> Textabschnitt:
════

Zahlreiche Blogs befassen sich heute – am jährlichen Blog Action Day – weltweit mit dem Thema „Wasser“; weit überwiegend mit dem Ziel, das Sparen in den Industriestaaten als oberste Bürgerpflicht zu propagieren, weil ja anderswo große Teile der Weltbevölkerung keinen Zugang zu sauberem Wasser haben. Gut gemeint, aber leider hat das Eine mit dem Anderen nichts zu tun.
„Wasser“ ist heute das Thema beim weltweiten „Blog Action Day 2010“ (Foto: Noodle snacks@Wikimedia Commons, Lizenz: GNU FDL 1.2)
Wenn Sie in Ihrer Toilettenspülung eine Spartaste und in Ihren Wasserhähnen Spareinsätze haben, wenn Sie ausschließlich duschen statt baden, dann verringern Sie zwar Ihre Wasser- und Abwasserkosten, verhelfen aber keinem Afrikaner zu mehr Trinkwasser. Wie sollte das in Deutschland gesparte Wasser denn auch in weit entfernte Regionen gelangen? Solche Transporte sind schon bei Energie (Strom, Öl) äußerst schwierig, bei größeren Wassermengen wären sie unmöglich, weil das Wasser nach einigen hundert Kilometern in einer Leitung ungenießbar und sogar giftig wäre. Tankschiffe sind ebenfalls nur eine Lösung für kürzere Entfernungen, wenn zum Beispiel Spanien vom Festland aus die zeitweise wasserarmen Ferieninseln versorgt.

════

(Einträge zur Bildsegmentierung)
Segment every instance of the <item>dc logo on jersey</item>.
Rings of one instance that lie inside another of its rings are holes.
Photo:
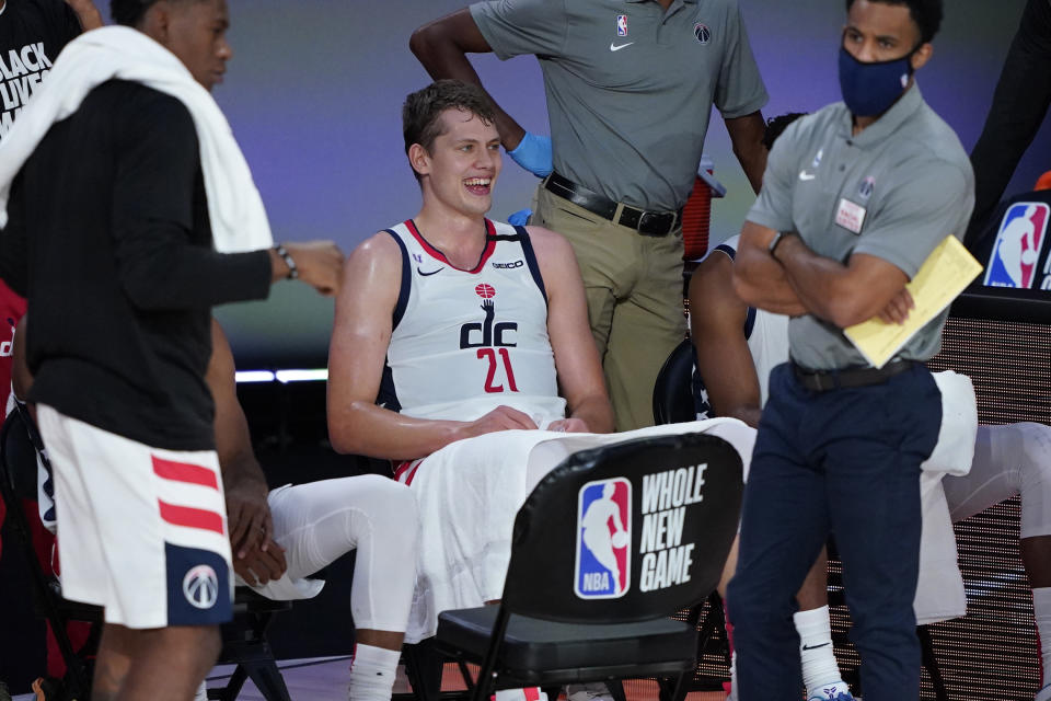
[[[208,565],[197,565],[183,577],[183,596],[197,609],[210,609],[219,599],[219,577]]]
[[[496,303],[493,298],[496,297],[496,288],[488,283],[478,283],[474,286],[474,294],[482,298],[481,309],[485,317],[480,322],[460,326],[460,349],[517,346],[515,334],[518,332],[518,322],[495,321]]]
[[[1032,289],[1049,214],[1051,207],[1042,202],[1019,202],[1007,209],[985,266],[986,286]]]
[[[581,599],[615,599],[632,584],[632,483],[597,480],[580,487],[574,591]]]
[[[708,28],[707,24],[702,24],[701,22],[693,25],[693,35],[697,37],[697,41],[702,44],[707,44],[712,41],[712,30]]]
[[[857,186],[857,196],[862,199],[868,199],[873,196],[873,192],[876,189],[876,179],[869,175],[862,181],[862,184]]]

════

Führen Sie den Text über das Wassersparen im Anschluss an seinen letzten Satz weiter.

> Lösung:
Es führt also leider kein Weg daran vorbei, Trinkwasser dort zu erzeugen, wo es auch gebraucht wird. Das ist in den wasserarmen Gegenden der Welt meist nur mit erheblichem technischen Aufwand machbar, aber immerhin möglich – etwa durch Meerwasser-Entsalzungsanlagen, Tiefbrunnen oder Kondensatoren. Und selbstverständlich müssen auch dort die größten Sparanstrengungen unternommen werden. Das gilt bereits für die durch den Klimawandel zunehmend trockeneren südeuropäischen Regionen (zum Beispiel die Mitte und den Süden Spaniens), wo im Sommer in völliger Unvernunft riesige Obstplantagen und Golfplätze bewässert, Hotels und Ferienanlagen versorgt werden, während drumherum das Land zur Wüste wird und die Bevölkerung das Wasser streng rationieren muss.
Der Pro-Kopf-Verbrauch an Trinkwasser (ohne Industrie) lag 2009 in Deutschland nur noch bei etwa 122 Liter pro Tag (1991 waren es noch 144 Liter). Andere Industrieländer liegen deutlich darüber, in den USA zum Beispiel rund 2,5 Mal so hoch. Das sehr erfolgreiche Sparen in unserem wasserreichen Land hat aber Risiken und Nebenwirkungen.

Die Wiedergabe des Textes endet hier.